[Exercise details]
Carry on the forum reply about the slippery slope argument, beginning right after its final sentence.
--- BEGIN Passage to read ---
BasharOfTheAges wrote:To continue the aside (and bring it full-circle back to the classroom), the whole slippery slope argument is the basis behind how most ethics, politics, and history classes are taught. It's a matter of recognizing past mistakes, extrapolating back to early warning signs, and then ideally stooping such things at the early stages (even if multiple things could fork from the "early warning signs" that have nothing to do with what you want to prevent). Realistically, though people just ignore shit and say how it's different - for example, Iraq isn't another Vietnam - Iraq is a dessert, and Vietnam is a jungle.

The problem with slippery slope and why it's a fallacy is that it pretends the future can be predicted and can not be changed. Argue issues today on the merits of those issues not what they might turn into in the future. It is possible to support voluntary tracking of children today and oppose mandatory tracking of children tomorrow. They're similar issues but they ain't the same and one does not directly lead to the other if people oppose it leading there. So yeah, use history and your brain to figure out where something will lead then prevent it from leading there is you think that's bad. But that's still no reason to oppose a decent idea. Now if tracking kids at all is a decent idea is open to debate but what MIGHT happen tomorrow shouldn't be part of that debate really.
--- END Passage to read ---
--- BEGIN Records provided ---
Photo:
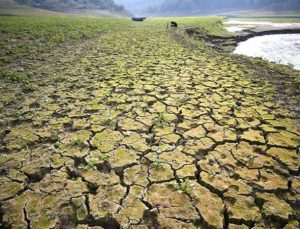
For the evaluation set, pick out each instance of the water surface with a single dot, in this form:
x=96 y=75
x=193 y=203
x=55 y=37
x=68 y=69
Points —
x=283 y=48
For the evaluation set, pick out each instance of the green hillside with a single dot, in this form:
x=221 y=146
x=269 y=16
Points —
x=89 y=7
--- END Records provided ---
--- BEGIN Records provided ---
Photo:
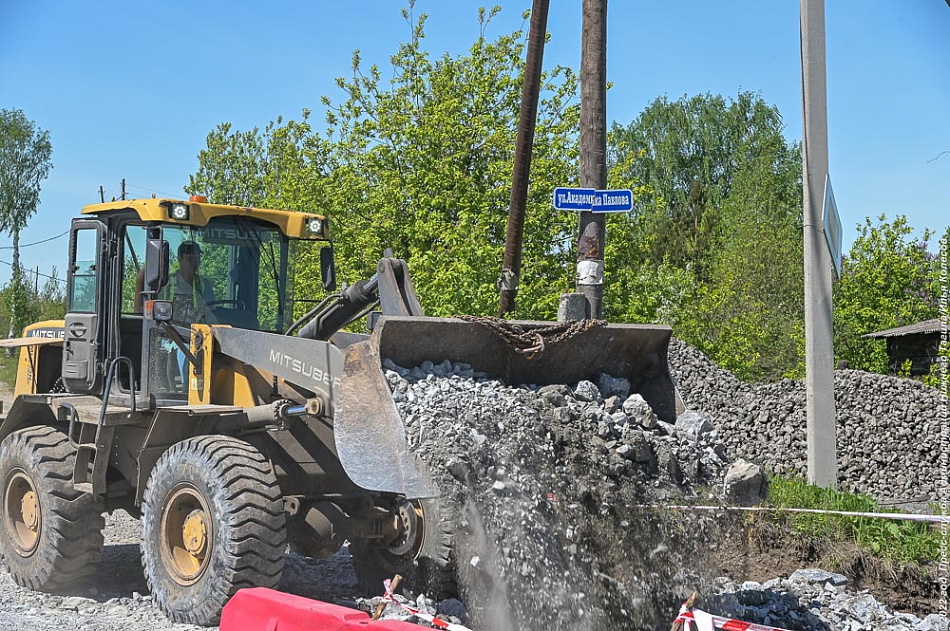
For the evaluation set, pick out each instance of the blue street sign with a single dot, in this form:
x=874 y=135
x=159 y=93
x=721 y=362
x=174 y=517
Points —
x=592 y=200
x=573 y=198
--- END Records provided ---
--- BEGIN Records provided ---
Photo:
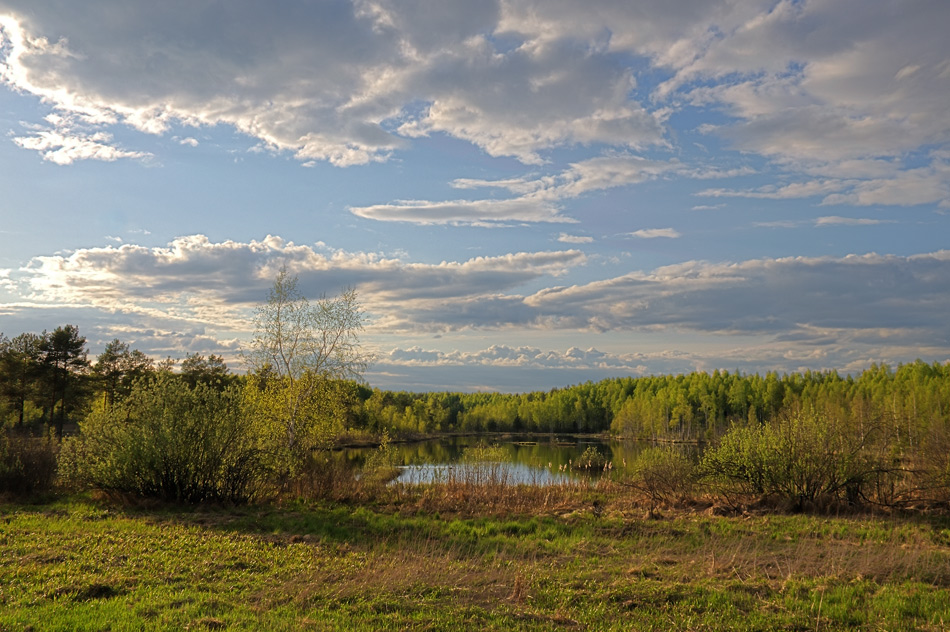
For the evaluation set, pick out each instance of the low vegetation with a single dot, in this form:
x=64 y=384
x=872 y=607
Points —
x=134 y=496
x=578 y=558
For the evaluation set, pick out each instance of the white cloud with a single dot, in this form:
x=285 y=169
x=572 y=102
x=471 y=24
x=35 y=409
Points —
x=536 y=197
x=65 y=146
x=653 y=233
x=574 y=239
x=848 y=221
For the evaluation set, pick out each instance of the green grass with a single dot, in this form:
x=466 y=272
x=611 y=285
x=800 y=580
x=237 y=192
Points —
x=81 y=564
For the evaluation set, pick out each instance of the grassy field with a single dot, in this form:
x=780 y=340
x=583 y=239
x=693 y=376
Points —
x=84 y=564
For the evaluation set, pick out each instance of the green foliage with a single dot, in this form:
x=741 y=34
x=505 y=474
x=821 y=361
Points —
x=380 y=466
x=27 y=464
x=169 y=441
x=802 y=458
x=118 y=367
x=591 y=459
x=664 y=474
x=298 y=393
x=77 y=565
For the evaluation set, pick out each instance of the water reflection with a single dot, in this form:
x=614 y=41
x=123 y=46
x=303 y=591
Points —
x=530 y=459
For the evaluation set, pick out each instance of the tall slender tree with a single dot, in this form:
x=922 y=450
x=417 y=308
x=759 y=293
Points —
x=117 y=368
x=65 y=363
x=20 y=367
--- END Records provided ---
[The result]
For those who just don't get it, consider what might be wrong with the following argument: We can't allow governments to be democracies, history shows that Hitler was elected to power so allowing a country to be a democracy will lead to the next holocaust.


As a total side note, Vietnam war is ~ 60,000 US casualties, which is roughly 6000 per year. Iraq war is ~3900 casualties. In other words less soldiers have died in four years of Iraq than died in a single year of Vietnam. Iraq and Vietnam has similarities but the differences are far more than just desert vs jungle. There exists valid reasons to oppose Iraq but the fact that 30 years ago we fought in Vietnam isn't one of them.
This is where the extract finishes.